• **Task to carry out**
Rewrite the items below, changing every occurrence of "farthest from its outline" to "farthest from its edge" and leaving all other text unchanged.

--- start Information given ---

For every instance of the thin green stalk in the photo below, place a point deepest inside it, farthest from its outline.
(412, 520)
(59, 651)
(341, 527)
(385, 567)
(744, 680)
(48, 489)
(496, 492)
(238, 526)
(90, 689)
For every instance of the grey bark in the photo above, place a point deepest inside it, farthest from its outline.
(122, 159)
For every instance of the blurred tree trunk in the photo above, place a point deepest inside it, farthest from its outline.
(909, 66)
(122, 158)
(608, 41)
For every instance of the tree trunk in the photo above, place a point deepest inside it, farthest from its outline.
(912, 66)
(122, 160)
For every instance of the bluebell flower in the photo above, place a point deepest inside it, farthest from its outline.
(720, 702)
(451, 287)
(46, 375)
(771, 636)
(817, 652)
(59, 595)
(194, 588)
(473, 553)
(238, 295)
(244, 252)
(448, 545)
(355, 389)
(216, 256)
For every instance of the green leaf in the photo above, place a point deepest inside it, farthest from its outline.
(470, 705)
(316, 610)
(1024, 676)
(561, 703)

--- end Information given ---

• **Completed task**
For every instance of the thin green stalk in the photo below, place a point deepest inside it, farthest from its edge.
(412, 520)
(59, 651)
(341, 527)
(385, 567)
(744, 680)
(48, 489)
(496, 492)
(238, 526)
(90, 689)
For every instance of the grey bark in the photo above, place a point deepest inside it, farthest from its edge.
(122, 159)
For every instance of the blurred tree trunk in the photo above, place a point deepest inside it, farthest from its edge.
(909, 66)
(122, 158)
(608, 41)
For every instance of the tree trunk in the photo above, place a point deepest inside it, farthest from its edge.
(912, 66)
(122, 160)
For every instance of the bluebell flower in the photo above, place a point deepest inside it, farthest from its edge.
(720, 702)
(451, 287)
(46, 375)
(771, 636)
(817, 652)
(59, 595)
(194, 588)
(473, 553)
(238, 295)
(244, 252)
(448, 545)
(355, 389)
(216, 256)
For every instance of the green leaf in the photo above, place a point deepest inside it, farthest from its edge.
(470, 705)
(316, 610)
(1024, 676)
(561, 703)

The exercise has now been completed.